• _How to complete this task_: Only lines holding "instance" are wanted; copy each of them from the records below.
[Provided records]
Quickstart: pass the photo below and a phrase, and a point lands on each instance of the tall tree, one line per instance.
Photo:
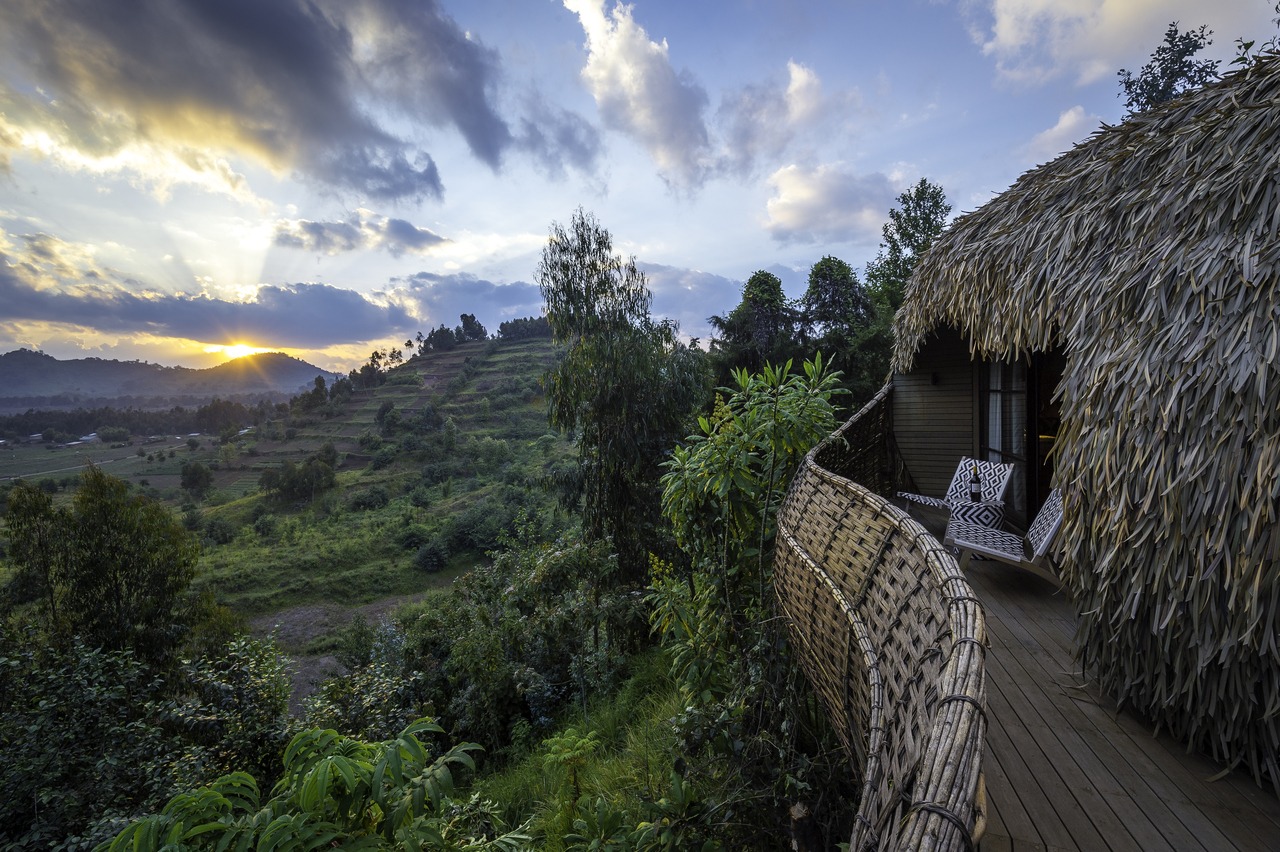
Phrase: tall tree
(835, 305)
(912, 228)
(762, 329)
(626, 384)
(1170, 72)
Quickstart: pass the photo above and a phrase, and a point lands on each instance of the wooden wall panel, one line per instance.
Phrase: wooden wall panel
(935, 421)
[/Provided records]
• _Task answer_:
Quickstart: pass the photo below and a phrase, and a point lands on each instance of the tall tree, one line per instance.
Quickstart: pass the photo above and a phrase, and a point lands on each instance of the wooden wall panel, one line per instance.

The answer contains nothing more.